- _PROBLEM TO WORK ON_
Rewrite the stretch of the wellness article from "The need to" through "their chronic nature.", putting "record levels" in place of "epidemic proportions".

- _EXCERPT TO READ_
········

November 2018 – Being Responsible For Being Well

The need to take responsibility for our own health and wellness is an essential requirement that our lives are asking us to rise up and meet. The incidence of disease – particularly heart attack, stroke, cancer, chronic lung diseases and diabetes – has reached epidemic proportions in most countries around the world. These diseases are often particularly costly to the individual and healthcare systems because of their chronic nature.

Being well requires a balanced lifestyle that offers us what we need to manage the unavoidable ups and downs of stress in our workplaces and in our personal lives. We need to be well-nourished on all levels…physical, emotional, interpersonal, behavioral, mental and spiritual. We may need to address unmet needs in each area and take time to engage in satisfying activities in each of these areas in order to build resiliency and balance. We need to renew our own energy in order to be active, effective and creative. This renewal provides us with the necessary resources to meet the demands of our families, workplaces and busy lives.

Lifestyle diseases are strongly associated with, and causally linked to, four behaviors: physical inactivity, unhealthy diet, tobacco use and the harmful use of alcohol. Up to 80% of heart disease, stroke and type-2 diabetes, and over 33% of cancers could be prevented by modifying these behaviors. However for this to happen there are significant challenges to be overcome. An initial step is that we accept responsibility for our mental and physical health and well-being, making needed baseline lifestyle changes (including seeing our family physician for a good check-up and recommendations no matter what our age).

As we attend to our needs in these areas, we build our immunity to stress. Like taking lifestyle “vitamin pills”, we build health and wellness and prevent “dis-ease” and illness.

  • When have you last seen your MD for a comprehensive physical check-up?
  • What are you currently doing (at home, at work and elsewhere) that already provides you with an enhanced sense of balance and peace of mind?
  • Is there an area of your life that you recognize needs your attention?
  • What initial steps can you take to make a lifestyle change for good?
  • Are there other choices you can make that would bring more wellness into your life?
  • Consider seeking professional input (Doctors, your EFAP service, healthcare professionals, workshops, good reading) to build success and a support network prior to, and during your wellness process?

New Year’s resolutions often die speedy deaths (80% don’t make it past February) because there is not enough resourceful preparation and planning time taken prior to our decisions to take action. Perhaps for this coming year you might start thinking and preparing and planning that change now!

········

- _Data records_
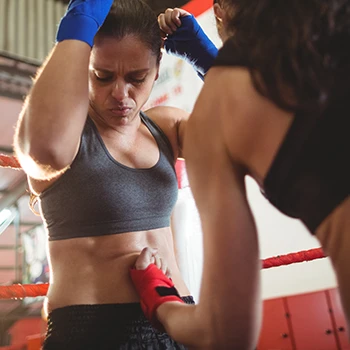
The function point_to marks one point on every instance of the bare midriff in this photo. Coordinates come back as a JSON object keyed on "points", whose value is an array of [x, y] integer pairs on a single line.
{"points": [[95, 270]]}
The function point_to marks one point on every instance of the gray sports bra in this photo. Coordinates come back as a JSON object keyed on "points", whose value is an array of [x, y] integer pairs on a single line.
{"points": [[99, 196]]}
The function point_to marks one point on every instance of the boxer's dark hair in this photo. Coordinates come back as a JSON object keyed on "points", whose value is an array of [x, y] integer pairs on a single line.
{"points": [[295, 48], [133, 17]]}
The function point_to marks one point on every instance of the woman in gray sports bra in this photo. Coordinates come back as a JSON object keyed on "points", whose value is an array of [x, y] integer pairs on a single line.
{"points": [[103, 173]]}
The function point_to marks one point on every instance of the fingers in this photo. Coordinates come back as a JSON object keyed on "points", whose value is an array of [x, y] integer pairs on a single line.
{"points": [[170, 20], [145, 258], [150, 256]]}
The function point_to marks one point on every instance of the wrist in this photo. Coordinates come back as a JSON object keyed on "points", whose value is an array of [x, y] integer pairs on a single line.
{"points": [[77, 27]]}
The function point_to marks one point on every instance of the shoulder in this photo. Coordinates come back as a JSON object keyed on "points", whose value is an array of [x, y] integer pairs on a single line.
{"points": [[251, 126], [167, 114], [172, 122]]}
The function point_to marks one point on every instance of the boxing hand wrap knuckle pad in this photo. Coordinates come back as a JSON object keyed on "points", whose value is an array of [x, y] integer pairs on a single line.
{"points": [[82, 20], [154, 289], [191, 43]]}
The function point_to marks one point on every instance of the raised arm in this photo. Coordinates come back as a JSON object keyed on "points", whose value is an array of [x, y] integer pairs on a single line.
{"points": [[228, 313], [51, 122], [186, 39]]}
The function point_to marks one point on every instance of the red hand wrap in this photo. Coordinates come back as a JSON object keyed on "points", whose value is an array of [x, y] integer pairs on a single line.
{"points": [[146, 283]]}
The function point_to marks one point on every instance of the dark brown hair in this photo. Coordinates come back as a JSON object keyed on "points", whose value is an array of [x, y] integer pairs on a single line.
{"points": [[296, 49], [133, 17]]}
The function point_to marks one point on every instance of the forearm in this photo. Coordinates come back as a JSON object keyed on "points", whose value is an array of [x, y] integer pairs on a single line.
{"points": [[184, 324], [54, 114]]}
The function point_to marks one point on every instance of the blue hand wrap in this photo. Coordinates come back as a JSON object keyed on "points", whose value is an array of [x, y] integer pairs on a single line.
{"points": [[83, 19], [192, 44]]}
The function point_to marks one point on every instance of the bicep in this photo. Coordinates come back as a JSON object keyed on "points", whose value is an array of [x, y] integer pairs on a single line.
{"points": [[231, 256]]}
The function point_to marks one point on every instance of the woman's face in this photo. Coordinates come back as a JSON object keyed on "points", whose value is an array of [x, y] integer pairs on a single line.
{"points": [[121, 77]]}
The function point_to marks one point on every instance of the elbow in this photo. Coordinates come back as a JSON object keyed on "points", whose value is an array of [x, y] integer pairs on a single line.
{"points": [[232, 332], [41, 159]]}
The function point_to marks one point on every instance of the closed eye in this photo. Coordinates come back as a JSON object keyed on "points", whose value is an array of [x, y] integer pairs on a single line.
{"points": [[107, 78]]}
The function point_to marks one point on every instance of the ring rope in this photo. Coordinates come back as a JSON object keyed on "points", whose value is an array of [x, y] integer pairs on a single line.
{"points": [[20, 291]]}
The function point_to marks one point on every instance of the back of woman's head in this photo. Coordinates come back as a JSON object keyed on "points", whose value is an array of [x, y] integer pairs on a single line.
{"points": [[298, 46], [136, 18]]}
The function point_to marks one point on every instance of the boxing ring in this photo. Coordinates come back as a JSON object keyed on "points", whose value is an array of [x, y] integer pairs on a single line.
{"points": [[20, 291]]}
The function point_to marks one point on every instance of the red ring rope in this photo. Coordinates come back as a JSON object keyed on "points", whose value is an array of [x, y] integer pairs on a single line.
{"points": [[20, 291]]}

········

- _WRITTEN RESPONSE_
The need to take responsibility for our own health and wellness is an essential requirement that our lives are asking us to rise up and meet. The incidence of disease – particularly heart attack, stroke, cancer, chronic lung diseases and diabetes – has reached record levels in most countries around the world. These diseases are often particularly costly to the individual and healthcare systems because of their chronic nature.